Exercise prompt -
Render the listing below as a Markdown table with two columns, Row and Line. Number each row and leave out any blank lines.

Provided data -
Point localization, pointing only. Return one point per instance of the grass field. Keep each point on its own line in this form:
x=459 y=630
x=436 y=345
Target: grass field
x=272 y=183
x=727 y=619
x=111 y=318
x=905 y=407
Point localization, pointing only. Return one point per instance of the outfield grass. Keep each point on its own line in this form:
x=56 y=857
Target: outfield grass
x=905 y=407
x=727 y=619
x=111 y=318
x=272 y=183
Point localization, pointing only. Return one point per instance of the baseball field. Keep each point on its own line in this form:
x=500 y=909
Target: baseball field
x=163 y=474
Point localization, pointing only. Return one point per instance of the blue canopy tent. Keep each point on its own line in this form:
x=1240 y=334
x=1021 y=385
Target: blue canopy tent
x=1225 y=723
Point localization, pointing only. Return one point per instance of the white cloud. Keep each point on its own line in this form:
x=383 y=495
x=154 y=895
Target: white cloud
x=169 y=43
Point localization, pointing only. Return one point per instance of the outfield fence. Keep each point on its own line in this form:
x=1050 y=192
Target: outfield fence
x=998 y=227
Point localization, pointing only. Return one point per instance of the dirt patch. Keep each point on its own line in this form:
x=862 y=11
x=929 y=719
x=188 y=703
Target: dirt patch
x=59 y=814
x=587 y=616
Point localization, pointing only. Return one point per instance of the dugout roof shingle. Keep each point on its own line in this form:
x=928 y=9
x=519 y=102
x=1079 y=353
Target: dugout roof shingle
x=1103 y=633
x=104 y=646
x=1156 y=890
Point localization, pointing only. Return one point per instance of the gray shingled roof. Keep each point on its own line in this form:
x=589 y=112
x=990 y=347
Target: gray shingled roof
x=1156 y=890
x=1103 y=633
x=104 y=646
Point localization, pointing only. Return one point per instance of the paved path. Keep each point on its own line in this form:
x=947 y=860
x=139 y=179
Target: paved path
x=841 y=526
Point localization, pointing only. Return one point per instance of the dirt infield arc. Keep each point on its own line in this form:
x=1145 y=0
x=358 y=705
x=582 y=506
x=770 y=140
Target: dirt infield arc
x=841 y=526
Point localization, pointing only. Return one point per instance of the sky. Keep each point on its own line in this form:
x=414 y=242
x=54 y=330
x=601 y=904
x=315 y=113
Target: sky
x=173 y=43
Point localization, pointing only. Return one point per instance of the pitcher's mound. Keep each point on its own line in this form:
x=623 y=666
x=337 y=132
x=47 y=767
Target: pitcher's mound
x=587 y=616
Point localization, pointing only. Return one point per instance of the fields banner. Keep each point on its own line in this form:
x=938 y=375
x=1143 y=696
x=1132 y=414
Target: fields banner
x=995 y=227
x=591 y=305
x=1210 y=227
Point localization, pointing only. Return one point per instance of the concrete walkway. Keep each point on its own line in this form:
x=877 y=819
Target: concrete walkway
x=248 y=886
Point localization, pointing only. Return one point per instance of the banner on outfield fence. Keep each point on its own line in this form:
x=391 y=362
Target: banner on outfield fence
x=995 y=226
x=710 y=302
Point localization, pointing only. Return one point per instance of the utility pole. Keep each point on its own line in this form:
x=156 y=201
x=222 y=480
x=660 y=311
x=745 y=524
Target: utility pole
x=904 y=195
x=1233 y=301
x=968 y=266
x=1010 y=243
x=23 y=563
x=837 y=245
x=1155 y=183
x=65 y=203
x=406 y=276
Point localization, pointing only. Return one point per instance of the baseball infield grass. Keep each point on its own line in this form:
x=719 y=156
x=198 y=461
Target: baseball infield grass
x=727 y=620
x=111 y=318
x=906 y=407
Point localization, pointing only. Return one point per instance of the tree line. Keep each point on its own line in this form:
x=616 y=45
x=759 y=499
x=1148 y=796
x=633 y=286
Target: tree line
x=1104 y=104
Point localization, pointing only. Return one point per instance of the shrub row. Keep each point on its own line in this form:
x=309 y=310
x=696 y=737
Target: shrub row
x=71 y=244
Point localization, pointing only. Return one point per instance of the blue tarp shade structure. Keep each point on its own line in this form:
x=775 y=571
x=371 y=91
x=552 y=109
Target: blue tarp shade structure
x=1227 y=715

Task result -
| Row | Line |
|---|---|
| 1 | Point localization, pointing only. Return one point per instance of the grass field. Keep each point on its own line in this form: |
| 2 | x=459 y=630 |
| 3 | x=436 y=345 |
| 4 | Target: grass field |
| 5 | x=272 y=183 |
| 6 | x=727 y=619 |
| 7 | x=111 y=318 |
| 8 | x=905 y=407 |
| 9 | Point localization, pointing only. Return one point per instance of the outfield grass. Keep each point on its own line in this form: |
| 10 | x=56 y=857 |
| 11 | Target: outfield grass |
| 12 | x=905 y=407 |
| 13 | x=727 y=619 |
| 14 | x=111 y=318 |
| 15 | x=272 y=183 |
| 16 | Point localization, pointing only. Return one point per instance of the baseball field. Keep each point on its own line in this form: |
| 17 | x=500 y=909 |
| 18 | Target: baseball field |
| 19 | x=163 y=474 |
| 20 | Point localization, pointing only. Return one point per instance of the blue canopy tent. Keep each point on its own line in this form: |
| 21 | x=1240 y=334 |
| 22 | x=1021 y=385 |
| 23 | Target: blue canopy tent |
| 24 | x=1225 y=723 |
| 25 | Point localization, pointing only. Return one point per instance of the white cloud. Keep each point on its own line in this form: |
| 26 | x=383 y=495 |
| 27 | x=154 y=895 |
| 28 | Target: white cloud |
| 29 | x=169 y=43 |
| 30 | Point localization, pointing only. Return one point per instance of the outfield fence. Keep each point on its own line in this form: |
| 31 | x=1050 y=192 |
| 32 | Target: outfield fence |
| 33 | x=998 y=227 |
| 34 | Point localization, pointing only. Return one point per instance of the dirt patch. Keep each point on its own line in this form: |
| 35 | x=862 y=11 |
| 36 | x=929 y=719 |
| 37 | x=188 y=703 |
| 38 | Target: dirt patch |
| 39 | x=59 y=814 |
| 40 | x=587 y=616 |
| 41 | Point localization, pointing only. Return one point per instance of the dugout roof shingle. Keep each point on its own line in this form: |
| 42 | x=928 y=9 |
| 43 | x=519 y=102 |
| 44 | x=1079 y=353 |
| 45 | Target: dugout roof shingle |
| 46 | x=1103 y=633 |
| 47 | x=104 y=646 |
| 48 | x=1156 y=890 |
| 49 | Point localization, pointing only. Return one point per instance of the gray shingled roof. Keep each point on its own line in this form: |
| 50 | x=589 y=112 |
| 51 | x=990 y=347 |
| 52 | Target: gray shingled roof |
| 53 | x=1156 y=890 |
| 54 | x=1103 y=633 |
| 55 | x=104 y=646 |
| 56 | Point localization, pointing only. Return one point per instance of the paved path. Keep each point on its own line in this form: |
| 57 | x=947 y=860 |
| 58 | x=139 y=179 |
| 59 | Target: paved path |
| 60 | x=841 y=526 |
| 61 | Point localization, pointing only. Return one point per instance of the dirt infield arc. Keep each point on its own line in this form: |
| 62 | x=1145 y=0 |
| 63 | x=358 y=705 |
| 64 | x=582 y=506 |
| 65 | x=770 y=140 |
| 66 | Target: dirt infield arc |
| 67 | x=841 y=526 |
| 68 | Point localization, pointing only. Return one point per instance of the sky. Keep each point on its own line in this form: |
| 69 | x=414 y=242 |
| 70 | x=54 y=330 |
| 71 | x=601 y=904 |
| 72 | x=315 y=113 |
| 73 | Target: sky |
| 74 | x=173 y=43 |
| 75 | Point localization, pointing only. Return one point per instance of the pitcher's mound. Keep each point on its own line in this form: |
| 76 | x=623 y=666 |
| 77 | x=337 y=132 |
| 78 | x=47 y=767 |
| 79 | Target: pitcher's mound |
| 80 | x=587 y=616 |
| 81 | Point localization, pointing only. Return one point per instance of the fields banner. Keep each point on its own line in this form: |
| 82 | x=938 y=375 |
| 83 | x=1143 y=696 |
| 84 | x=1132 y=414 |
| 85 | Target: fields banner |
| 86 | x=995 y=227 |
| 87 | x=591 y=305 |
| 88 | x=1210 y=227 |
| 89 | Point localization, pointing only. Return one point per instance of the concrete walkway. Keep each point on its own line in this form: |
| 90 | x=877 y=819 |
| 91 | Target: concrete walkway |
| 92 | x=248 y=886 |
| 93 | Point localization, pointing only. Return one point per instance of the banner on outfield fence. Keep each point on its own line in this form: |
| 94 | x=391 y=362 |
| 95 | Target: banner on outfield fence |
| 96 | x=995 y=226 |
| 97 | x=710 y=302 |
| 98 | Point localization, pointing only. Return one point per instance of the utility pole. Keep each point on its own line in this form: |
| 99 | x=156 y=201 |
| 100 | x=222 y=480 |
| 101 | x=660 y=311 |
| 102 | x=745 y=524 |
| 103 | Target: utility pole |
| 104 | x=904 y=195 |
| 105 | x=1233 y=301 |
| 106 | x=968 y=266 |
| 107 | x=1010 y=243 |
| 108 | x=23 y=563 |
| 109 | x=837 y=245 |
| 110 | x=1155 y=183 |
| 111 | x=65 y=203 |
| 112 | x=406 y=276 |
| 113 | Point localization, pointing only. Return one point per instance of the baseball infield grass. Keep each point on its own line in this form: |
| 114 | x=719 y=156 |
| 115 | x=198 y=461 |
| 116 | Target: baseball infield grass |
| 117 | x=727 y=620 |
| 118 | x=111 y=318 |
| 119 | x=906 y=407 |
| 120 | Point localization, pointing only. Return one point per instance of the tree line. Keep each point on its own line in this form: |
| 121 | x=616 y=45 |
| 122 | x=759 y=499 |
| 123 | x=1148 y=796 |
| 124 | x=633 y=286 |
| 125 | Target: tree line |
| 126 | x=1104 y=104 |
| 127 | Point localization, pointing only. Return one point per instance of the shrub row. Keep each point on its own line in this form: |
| 128 | x=309 y=310 |
| 129 | x=696 y=737 |
| 130 | Target: shrub row |
| 131 | x=71 y=244 |
| 132 | Point localization, pointing only. Return one point per instance of the blue tarp shade structure. Keep each point on its own line in this form: |
| 133 | x=775 y=571 |
| 134 | x=371 y=91 |
| 135 | x=552 y=109 |
| 136 | Target: blue tarp shade structure |
| 137 | x=1227 y=715 |